:: DATA ::
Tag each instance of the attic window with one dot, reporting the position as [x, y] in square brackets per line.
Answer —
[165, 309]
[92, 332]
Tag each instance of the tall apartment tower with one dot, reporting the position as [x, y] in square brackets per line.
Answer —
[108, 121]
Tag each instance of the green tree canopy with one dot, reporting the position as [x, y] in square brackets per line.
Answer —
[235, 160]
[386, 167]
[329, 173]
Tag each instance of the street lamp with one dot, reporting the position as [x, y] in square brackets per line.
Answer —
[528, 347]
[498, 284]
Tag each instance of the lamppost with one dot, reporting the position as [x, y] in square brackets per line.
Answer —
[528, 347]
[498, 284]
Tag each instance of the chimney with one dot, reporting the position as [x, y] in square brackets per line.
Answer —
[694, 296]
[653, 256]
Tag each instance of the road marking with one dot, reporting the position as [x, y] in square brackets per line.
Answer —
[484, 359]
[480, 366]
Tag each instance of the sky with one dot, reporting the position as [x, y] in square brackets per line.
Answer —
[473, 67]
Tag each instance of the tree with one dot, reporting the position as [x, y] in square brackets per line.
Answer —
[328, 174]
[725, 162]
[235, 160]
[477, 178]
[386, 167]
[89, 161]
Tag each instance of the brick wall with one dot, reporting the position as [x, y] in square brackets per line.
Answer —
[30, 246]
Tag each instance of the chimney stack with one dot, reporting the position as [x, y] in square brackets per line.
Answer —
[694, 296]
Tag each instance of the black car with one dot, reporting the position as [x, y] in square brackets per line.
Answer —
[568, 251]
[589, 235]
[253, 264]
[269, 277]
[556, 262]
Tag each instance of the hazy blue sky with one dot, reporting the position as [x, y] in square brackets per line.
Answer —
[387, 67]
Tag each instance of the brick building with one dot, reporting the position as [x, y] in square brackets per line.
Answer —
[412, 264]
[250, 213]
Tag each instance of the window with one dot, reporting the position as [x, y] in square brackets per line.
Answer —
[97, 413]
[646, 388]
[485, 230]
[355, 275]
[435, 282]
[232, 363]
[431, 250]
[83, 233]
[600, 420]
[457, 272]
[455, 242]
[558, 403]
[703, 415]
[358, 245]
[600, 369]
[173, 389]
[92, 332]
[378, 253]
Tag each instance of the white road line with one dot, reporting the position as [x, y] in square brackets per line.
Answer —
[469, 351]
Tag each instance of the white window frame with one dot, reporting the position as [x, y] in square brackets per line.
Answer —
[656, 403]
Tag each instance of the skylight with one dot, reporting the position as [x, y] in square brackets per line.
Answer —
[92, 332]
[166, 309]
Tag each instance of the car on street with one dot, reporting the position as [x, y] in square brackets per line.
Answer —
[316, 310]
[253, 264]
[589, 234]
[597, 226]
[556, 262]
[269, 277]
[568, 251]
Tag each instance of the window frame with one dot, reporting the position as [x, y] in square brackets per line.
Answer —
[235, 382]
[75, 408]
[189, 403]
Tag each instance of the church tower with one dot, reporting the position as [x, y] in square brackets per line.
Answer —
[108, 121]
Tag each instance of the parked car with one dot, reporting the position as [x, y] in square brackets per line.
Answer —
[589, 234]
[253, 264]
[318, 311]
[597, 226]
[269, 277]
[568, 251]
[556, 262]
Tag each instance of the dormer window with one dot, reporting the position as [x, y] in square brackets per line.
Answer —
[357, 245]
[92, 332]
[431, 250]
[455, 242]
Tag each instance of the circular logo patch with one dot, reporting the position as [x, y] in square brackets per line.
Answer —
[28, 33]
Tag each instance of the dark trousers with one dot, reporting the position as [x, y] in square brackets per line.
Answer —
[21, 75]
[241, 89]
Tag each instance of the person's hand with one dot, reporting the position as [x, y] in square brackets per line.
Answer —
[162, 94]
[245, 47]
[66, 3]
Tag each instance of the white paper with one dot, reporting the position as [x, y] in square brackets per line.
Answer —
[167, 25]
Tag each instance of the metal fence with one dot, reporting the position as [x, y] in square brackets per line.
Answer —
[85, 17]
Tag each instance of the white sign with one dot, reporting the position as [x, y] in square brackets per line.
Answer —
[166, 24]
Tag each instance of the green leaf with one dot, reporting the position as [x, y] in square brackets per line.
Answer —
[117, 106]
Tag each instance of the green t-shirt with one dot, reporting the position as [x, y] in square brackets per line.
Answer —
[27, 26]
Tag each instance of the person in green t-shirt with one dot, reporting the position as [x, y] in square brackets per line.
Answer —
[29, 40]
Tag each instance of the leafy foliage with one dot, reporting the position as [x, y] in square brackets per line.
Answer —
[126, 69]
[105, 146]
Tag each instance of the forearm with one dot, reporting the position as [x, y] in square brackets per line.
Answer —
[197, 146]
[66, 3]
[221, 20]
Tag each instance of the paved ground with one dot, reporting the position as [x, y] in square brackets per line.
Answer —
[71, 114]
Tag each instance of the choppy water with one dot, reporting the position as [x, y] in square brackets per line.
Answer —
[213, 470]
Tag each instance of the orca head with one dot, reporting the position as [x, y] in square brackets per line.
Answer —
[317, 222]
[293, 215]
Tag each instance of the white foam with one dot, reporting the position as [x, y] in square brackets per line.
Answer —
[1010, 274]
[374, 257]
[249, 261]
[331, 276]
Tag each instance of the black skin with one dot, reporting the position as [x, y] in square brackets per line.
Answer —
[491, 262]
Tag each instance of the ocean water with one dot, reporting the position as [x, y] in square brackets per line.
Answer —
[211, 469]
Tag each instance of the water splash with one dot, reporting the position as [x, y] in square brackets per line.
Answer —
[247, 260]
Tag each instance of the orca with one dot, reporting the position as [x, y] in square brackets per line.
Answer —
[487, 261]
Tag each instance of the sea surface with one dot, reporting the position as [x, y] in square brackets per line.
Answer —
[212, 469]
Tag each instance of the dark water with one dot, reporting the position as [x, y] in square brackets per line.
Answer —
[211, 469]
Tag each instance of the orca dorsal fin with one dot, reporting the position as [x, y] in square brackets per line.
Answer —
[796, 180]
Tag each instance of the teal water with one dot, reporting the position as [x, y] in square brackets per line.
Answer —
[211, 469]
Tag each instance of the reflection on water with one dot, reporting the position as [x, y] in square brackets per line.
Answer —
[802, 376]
* * *
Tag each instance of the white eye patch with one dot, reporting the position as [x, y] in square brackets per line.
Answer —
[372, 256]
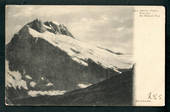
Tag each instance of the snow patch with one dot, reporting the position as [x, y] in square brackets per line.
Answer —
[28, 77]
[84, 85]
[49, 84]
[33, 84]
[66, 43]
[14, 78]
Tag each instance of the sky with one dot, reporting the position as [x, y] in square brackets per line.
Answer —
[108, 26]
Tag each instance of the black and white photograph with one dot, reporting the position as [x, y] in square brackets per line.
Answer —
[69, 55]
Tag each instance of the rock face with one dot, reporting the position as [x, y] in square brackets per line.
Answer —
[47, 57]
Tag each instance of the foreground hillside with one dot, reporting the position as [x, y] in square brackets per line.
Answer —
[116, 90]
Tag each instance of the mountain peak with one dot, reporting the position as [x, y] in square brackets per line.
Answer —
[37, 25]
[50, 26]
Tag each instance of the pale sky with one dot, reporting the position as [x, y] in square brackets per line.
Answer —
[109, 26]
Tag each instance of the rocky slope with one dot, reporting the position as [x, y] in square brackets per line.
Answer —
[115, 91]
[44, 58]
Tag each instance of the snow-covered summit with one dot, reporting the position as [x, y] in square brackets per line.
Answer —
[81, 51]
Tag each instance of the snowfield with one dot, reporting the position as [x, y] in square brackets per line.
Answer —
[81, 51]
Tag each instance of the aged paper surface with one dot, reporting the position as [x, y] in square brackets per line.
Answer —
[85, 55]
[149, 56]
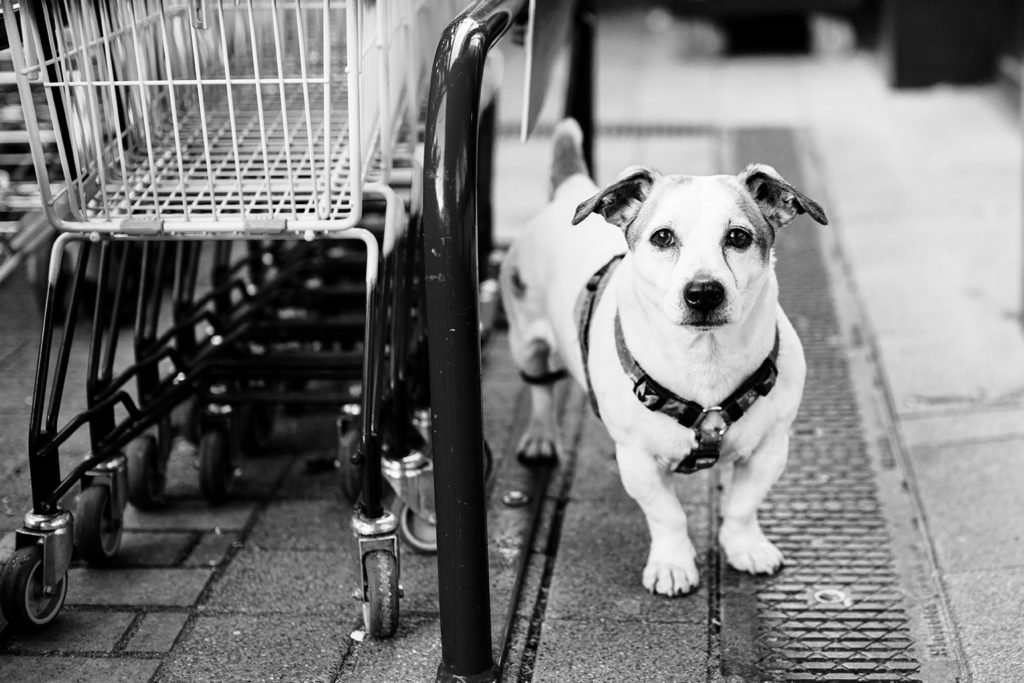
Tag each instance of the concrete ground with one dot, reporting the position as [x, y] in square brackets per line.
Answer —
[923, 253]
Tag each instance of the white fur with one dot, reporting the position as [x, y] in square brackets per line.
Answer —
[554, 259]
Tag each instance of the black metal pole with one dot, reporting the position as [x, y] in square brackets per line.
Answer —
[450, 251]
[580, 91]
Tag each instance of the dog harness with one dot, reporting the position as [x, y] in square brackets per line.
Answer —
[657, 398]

:: TASK REQUIREMENTS ::
Going through the listing above, copy out every line that has the string "road".

:: ANSWER TO THE EXERCISE ::
Tag each instance of the road marking with one dot, reporting the position as [x, y] in square brackets per line.
Tag each instance of the white road line with one dot, reporting the position as [x, y] in square brackets per line.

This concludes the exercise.